SOURCE TEXT ::

Asymmetric tensor parallelism for uneven-memory clusters by team-wcv · Pull Request #2064 · exo-explore/exo

team-wcv · 2026-05-07T00:11:00Z

Motivation

Running large models across heterogeneous Apple Silicon clusters (e.g. an M5 Max 128GB paired with an M1 Ultra 192GB) is currently bottlenecked on the smaller node — equal tensor parallelism splits the model evenly, so we can only fit `min(node_memory) * world_size` parameters even when the cluster has plenty of total RAM headroom.

This change adds asymmetric tensor parallelism: a model-shard layout that splits parameters proportionally to per-node available memory rather than evenly. It currently supports 2-node Qwen3.5 (and family) which is enough to unlock big-model launches on common heterogeneous pairs (e.g. fitting Qwen3.5-235B on a 128GB + 192GB pair where equal-TP doesn't).

Note: Based on #2063 (Thunderbolt 5 + RDMA placement), since the asymmetric placement code naturally builds on the LAN-priority host-IP scoring introduced there. Once #2063 lands, this PR will rebase cleanly to `main`.

Changes

Core feature

`shared/types/worker/shards.py`: add `Sharding.AsymmetricTensor` to the enum and a new `AsymmetricShardMetadata` shape carrying the per-rank parameter share.
`worker/engines/mlx/asymmetric_parallel.py` (new, 376 lines): implements the asymmetric-split kernel and load path on top of MLX's distributed primitives. Splits attention heads and FFN dims by ratio rather than evenly.
`worker/engines/mlx/utils_mlx.py`: route to the asymmetric loader when `Sharding.AsymmetricTensor`.
`master/placement.py`: add `_supports_asymmetric_tensor_parallel` (currently Qwen3.5 family) and an opt-in auto-upgrade path that promotes `Sharding.Tensor` → `Sharding.AsymmetricTensor` when equal split won't fit on the smallest node but asymmetric split would, gated by `EXO_ENABLE_ASYMMETRIC_TP_AUTO_UPGRADE`.

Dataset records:
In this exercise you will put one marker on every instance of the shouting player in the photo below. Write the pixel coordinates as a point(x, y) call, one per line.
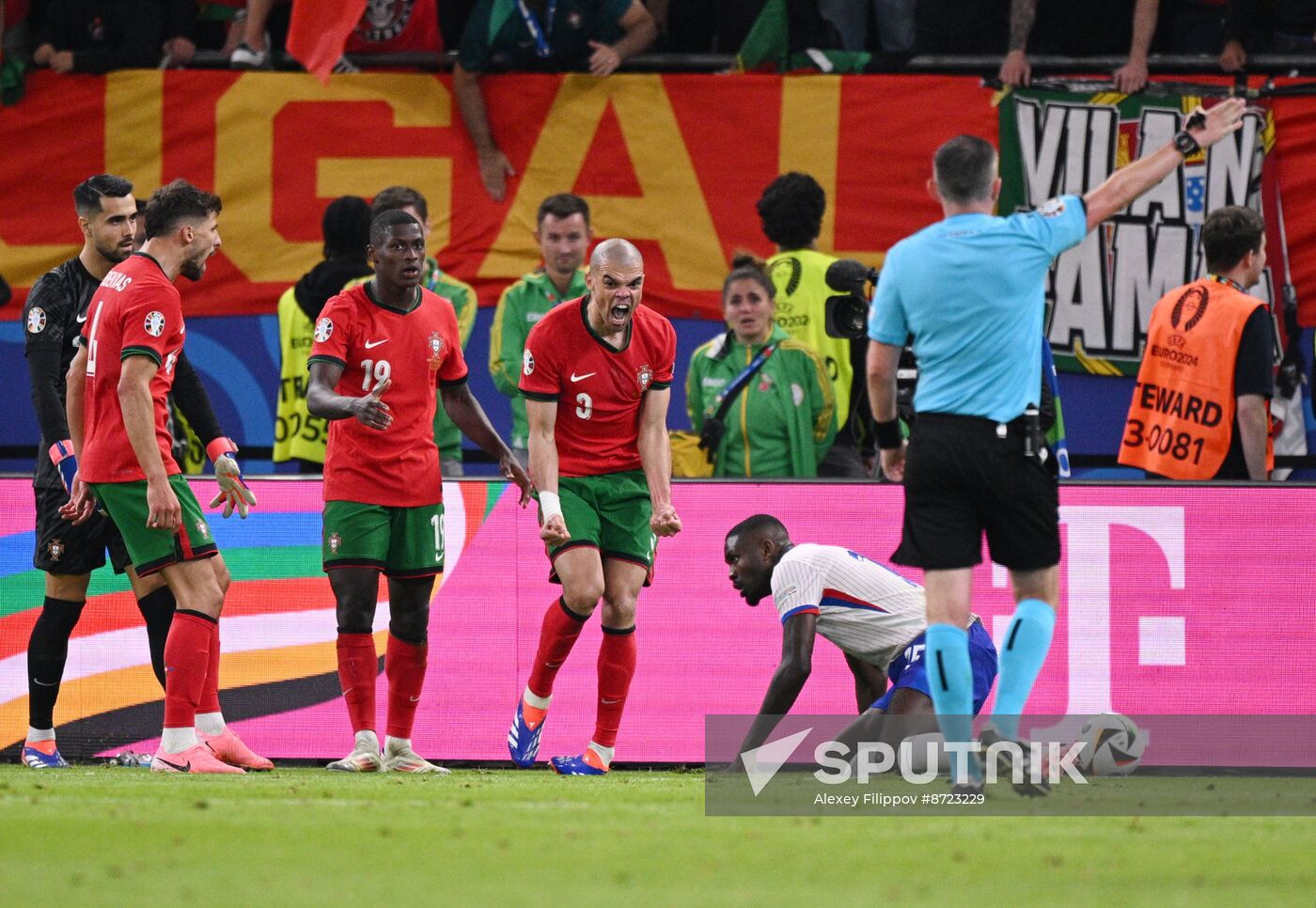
point(595, 375)
point(872, 615)
point(125, 362)
point(55, 315)
point(388, 337)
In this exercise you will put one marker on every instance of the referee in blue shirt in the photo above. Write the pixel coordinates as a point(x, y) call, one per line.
point(969, 291)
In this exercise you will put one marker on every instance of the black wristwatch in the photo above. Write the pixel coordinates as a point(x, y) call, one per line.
point(1184, 142)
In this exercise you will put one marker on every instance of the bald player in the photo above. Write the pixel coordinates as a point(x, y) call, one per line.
point(596, 375)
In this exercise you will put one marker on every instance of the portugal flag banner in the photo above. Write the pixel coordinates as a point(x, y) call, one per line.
point(1102, 291)
point(319, 30)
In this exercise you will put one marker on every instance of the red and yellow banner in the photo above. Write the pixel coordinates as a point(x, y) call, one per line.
point(673, 162)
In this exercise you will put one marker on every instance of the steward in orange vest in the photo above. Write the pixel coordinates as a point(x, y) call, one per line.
point(1200, 405)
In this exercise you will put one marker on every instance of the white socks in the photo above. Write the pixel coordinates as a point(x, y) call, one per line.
point(604, 753)
point(537, 701)
point(210, 723)
point(177, 740)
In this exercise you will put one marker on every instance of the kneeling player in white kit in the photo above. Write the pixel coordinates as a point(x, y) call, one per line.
point(875, 616)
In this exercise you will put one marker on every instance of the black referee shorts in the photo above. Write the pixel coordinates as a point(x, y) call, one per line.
point(963, 479)
point(66, 549)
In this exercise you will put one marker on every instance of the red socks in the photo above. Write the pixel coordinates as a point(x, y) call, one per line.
point(404, 664)
point(211, 691)
point(358, 665)
point(187, 657)
point(616, 668)
point(558, 634)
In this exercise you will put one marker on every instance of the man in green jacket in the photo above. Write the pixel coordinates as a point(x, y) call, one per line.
point(783, 420)
point(791, 213)
point(563, 236)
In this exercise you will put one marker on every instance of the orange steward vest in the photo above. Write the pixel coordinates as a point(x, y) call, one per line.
point(1182, 416)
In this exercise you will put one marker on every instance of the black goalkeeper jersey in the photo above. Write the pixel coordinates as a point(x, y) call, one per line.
point(53, 319)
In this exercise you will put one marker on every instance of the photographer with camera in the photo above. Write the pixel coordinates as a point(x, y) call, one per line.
point(760, 401)
point(791, 212)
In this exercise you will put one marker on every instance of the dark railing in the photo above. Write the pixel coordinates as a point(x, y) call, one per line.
point(986, 66)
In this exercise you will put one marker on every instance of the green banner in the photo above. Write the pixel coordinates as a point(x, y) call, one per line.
point(1101, 292)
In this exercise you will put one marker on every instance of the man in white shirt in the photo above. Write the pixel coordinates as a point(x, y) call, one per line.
point(871, 614)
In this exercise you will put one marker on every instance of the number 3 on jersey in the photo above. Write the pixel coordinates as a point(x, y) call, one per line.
point(374, 371)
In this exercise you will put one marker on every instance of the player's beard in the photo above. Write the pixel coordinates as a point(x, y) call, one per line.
point(194, 267)
point(115, 254)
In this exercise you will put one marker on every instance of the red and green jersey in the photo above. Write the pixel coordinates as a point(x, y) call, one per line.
point(418, 349)
point(134, 312)
point(599, 388)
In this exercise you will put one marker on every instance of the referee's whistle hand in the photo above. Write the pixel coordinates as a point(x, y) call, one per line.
point(892, 463)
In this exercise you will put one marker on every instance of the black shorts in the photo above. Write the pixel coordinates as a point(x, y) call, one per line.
point(961, 479)
point(66, 549)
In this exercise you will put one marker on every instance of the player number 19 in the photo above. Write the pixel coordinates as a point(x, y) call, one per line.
point(438, 537)
point(374, 371)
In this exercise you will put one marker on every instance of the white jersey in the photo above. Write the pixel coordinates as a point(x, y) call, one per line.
point(869, 611)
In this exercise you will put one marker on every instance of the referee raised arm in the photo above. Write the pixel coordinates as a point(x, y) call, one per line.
point(969, 290)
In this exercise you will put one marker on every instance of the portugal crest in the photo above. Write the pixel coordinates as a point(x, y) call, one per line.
point(436, 349)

BRIEF ::
In the pull request description above, what environment variable gates the auto-upgrade from equal to asymmetric tensor parallelism?

EXERCISE RESPONSE ::
`EXO_ENABLE_ASYMMETRIC_TP_AUTO_UPGRADE`